*To do*.
Count the lines in the items below that contain the string "tree" and give only that number.

--- Start of Source records ---

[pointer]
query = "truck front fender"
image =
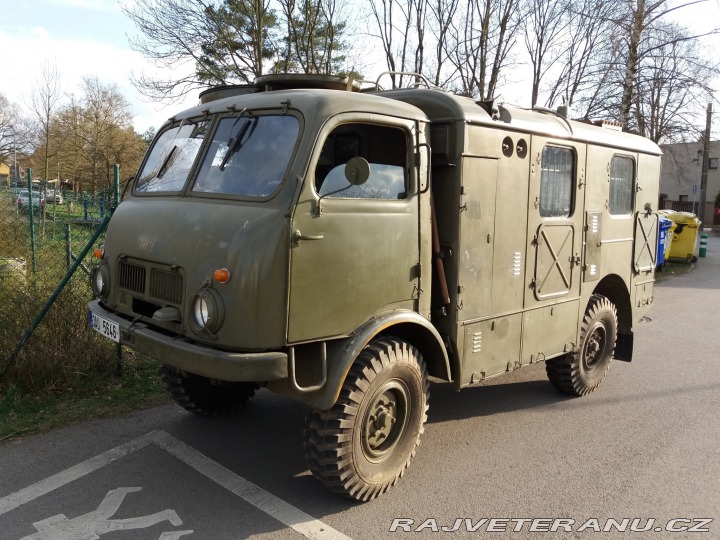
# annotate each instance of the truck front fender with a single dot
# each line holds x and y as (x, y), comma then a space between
(341, 353)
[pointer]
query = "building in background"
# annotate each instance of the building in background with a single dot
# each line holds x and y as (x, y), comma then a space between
(680, 179)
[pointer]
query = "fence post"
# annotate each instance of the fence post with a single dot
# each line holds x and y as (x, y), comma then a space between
(32, 225)
(68, 247)
(116, 184)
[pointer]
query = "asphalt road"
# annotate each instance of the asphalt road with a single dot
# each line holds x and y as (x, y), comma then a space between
(644, 449)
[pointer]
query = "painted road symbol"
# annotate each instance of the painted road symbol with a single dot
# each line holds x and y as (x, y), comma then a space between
(94, 524)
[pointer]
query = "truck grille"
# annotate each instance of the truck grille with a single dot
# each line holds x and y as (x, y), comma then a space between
(166, 285)
(131, 277)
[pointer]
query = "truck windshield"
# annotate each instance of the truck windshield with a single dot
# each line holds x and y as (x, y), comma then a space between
(248, 155)
(172, 157)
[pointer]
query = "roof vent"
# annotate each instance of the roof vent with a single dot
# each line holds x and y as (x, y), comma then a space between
(288, 81)
(219, 92)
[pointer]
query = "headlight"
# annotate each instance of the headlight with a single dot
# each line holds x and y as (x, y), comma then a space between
(100, 280)
(207, 311)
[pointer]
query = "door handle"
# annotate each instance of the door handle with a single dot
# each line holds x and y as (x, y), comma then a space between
(297, 236)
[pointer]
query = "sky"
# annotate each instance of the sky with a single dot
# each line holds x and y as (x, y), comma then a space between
(80, 38)
(90, 37)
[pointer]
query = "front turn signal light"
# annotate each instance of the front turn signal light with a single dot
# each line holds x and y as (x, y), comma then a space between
(221, 275)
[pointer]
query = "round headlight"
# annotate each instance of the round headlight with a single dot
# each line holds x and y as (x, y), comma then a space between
(207, 311)
(100, 280)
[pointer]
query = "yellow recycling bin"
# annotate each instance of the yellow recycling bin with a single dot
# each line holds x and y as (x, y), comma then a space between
(684, 235)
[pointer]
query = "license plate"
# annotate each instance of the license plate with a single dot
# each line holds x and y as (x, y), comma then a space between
(109, 329)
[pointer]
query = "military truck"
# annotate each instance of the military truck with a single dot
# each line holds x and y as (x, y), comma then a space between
(341, 247)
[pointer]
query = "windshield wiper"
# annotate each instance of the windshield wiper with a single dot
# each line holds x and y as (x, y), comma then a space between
(161, 172)
(234, 144)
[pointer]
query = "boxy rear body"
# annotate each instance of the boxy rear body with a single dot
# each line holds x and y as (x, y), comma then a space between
(540, 223)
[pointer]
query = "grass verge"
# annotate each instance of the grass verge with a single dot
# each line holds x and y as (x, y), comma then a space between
(89, 396)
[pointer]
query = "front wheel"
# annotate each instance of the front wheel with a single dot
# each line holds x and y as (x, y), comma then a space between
(364, 443)
(581, 371)
(203, 396)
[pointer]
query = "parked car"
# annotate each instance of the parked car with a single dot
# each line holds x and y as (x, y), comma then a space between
(23, 200)
(54, 197)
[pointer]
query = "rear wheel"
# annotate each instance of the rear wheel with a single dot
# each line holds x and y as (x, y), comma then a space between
(581, 371)
(203, 396)
(364, 443)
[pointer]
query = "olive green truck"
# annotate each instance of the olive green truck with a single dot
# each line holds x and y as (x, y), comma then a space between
(341, 247)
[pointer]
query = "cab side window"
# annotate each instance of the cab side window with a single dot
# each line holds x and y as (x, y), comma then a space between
(622, 174)
(556, 182)
(385, 149)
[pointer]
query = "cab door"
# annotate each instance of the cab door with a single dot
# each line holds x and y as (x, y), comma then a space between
(355, 248)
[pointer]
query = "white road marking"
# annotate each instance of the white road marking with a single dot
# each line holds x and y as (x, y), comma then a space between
(93, 525)
(273, 506)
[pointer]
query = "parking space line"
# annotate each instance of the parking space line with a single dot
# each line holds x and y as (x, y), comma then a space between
(275, 507)
(264, 501)
(62, 478)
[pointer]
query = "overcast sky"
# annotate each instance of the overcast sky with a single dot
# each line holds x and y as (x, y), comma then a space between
(89, 37)
(80, 37)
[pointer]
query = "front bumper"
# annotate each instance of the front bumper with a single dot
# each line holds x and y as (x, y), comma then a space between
(198, 359)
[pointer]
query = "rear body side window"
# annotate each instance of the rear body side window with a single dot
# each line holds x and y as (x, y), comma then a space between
(622, 175)
(556, 182)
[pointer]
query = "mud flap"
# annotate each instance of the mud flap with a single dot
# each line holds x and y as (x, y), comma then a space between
(623, 347)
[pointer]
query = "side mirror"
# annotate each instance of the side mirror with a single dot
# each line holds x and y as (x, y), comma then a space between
(357, 171)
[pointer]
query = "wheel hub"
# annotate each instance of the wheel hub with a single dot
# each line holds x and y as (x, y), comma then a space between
(381, 421)
(385, 421)
(594, 347)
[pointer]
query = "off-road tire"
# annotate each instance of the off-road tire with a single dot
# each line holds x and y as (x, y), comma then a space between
(203, 396)
(580, 372)
(356, 448)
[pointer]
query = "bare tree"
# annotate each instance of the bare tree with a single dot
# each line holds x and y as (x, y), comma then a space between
(444, 12)
(394, 23)
(480, 44)
(642, 15)
(671, 86)
(16, 132)
(587, 68)
(215, 42)
(315, 40)
(544, 24)
(97, 133)
(45, 100)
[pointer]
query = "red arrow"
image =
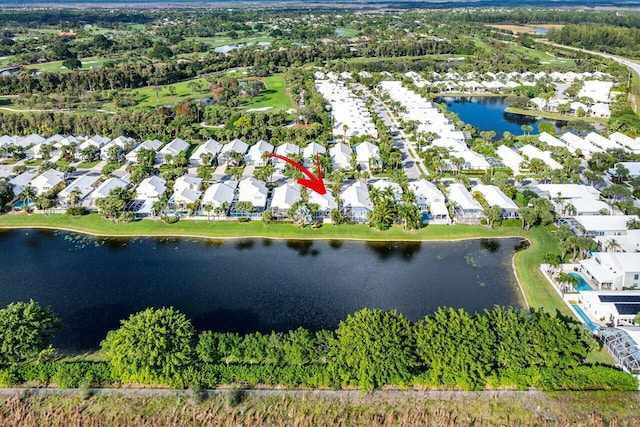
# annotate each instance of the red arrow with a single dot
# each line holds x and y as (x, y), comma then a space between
(314, 183)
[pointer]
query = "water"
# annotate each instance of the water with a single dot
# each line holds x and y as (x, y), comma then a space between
(247, 285)
(582, 285)
(487, 113)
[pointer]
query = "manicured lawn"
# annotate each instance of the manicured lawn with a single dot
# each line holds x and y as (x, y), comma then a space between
(275, 95)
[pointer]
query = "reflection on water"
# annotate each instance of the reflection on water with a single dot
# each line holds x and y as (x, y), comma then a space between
(247, 285)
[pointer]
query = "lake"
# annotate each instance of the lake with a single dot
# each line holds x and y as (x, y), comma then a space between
(247, 285)
(487, 113)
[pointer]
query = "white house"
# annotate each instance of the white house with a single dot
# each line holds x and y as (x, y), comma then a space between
(210, 146)
(47, 181)
(356, 202)
(255, 155)
(220, 193)
(254, 191)
(496, 197)
(613, 270)
(20, 182)
(430, 201)
(466, 208)
(151, 188)
(83, 185)
(173, 149)
(341, 156)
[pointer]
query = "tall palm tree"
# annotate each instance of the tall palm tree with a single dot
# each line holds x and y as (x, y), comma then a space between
(27, 195)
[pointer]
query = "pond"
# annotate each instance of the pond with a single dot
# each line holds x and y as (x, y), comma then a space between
(487, 113)
(247, 285)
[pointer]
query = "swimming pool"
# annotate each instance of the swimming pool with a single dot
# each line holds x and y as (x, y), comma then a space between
(582, 285)
(585, 319)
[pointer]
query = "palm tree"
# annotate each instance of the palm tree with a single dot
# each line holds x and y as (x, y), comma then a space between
(27, 195)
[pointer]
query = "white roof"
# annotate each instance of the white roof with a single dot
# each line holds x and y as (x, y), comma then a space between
(219, 193)
(605, 223)
(108, 185)
(494, 196)
(356, 195)
(285, 196)
(254, 191)
(459, 194)
(83, 183)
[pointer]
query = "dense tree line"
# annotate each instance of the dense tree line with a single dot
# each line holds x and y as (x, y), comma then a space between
(502, 347)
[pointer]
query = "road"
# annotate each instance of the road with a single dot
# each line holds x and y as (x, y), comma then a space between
(409, 161)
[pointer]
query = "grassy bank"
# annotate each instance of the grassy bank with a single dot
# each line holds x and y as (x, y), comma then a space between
(232, 408)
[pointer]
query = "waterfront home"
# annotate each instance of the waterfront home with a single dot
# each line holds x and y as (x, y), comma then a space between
(20, 182)
(287, 150)
(366, 154)
(310, 151)
(173, 149)
(496, 197)
(326, 202)
(584, 199)
(82, 185)
(510, 158)
(256, 154)
(220, 193)
(430, 201)
(466, 208)
(104, 188)
(151, 188)
(254, 191)
(211, 147)
(356, 203)
(341, 155)
(284, 197)
(237, 146)
(531, 152)
(601, 225)
(149, 144)
(613, 270)
(47, 181)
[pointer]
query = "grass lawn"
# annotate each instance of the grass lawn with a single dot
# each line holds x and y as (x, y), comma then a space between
(56, 66)
(275, 95)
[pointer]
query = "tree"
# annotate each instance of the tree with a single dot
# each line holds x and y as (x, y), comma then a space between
(152, 346)
(6, 193)
(26, 329)
(72, 63)
(372, 348)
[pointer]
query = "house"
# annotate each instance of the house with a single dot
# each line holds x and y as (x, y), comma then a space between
(366, 153)
(253, 191)
(105, 188)
(287, 150)
(356, 202)
(20, 182)
(47, 181)
(466, 208)
(220, 193)
(150, 144)
(173, 149)
(430, 201)
(284, 197)
(510, 158)
(211, 147)
(341, 156)
(82, 185)
(613, 270)
(496, 197)
(574, 199)
(237, 146)
(151, 188)
(255, 155)
(601, 225)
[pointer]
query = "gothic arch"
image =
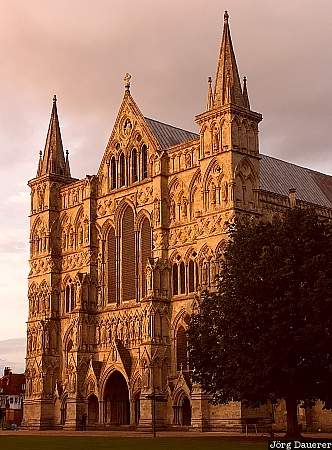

--- End of Source records ---

*Full response*.
10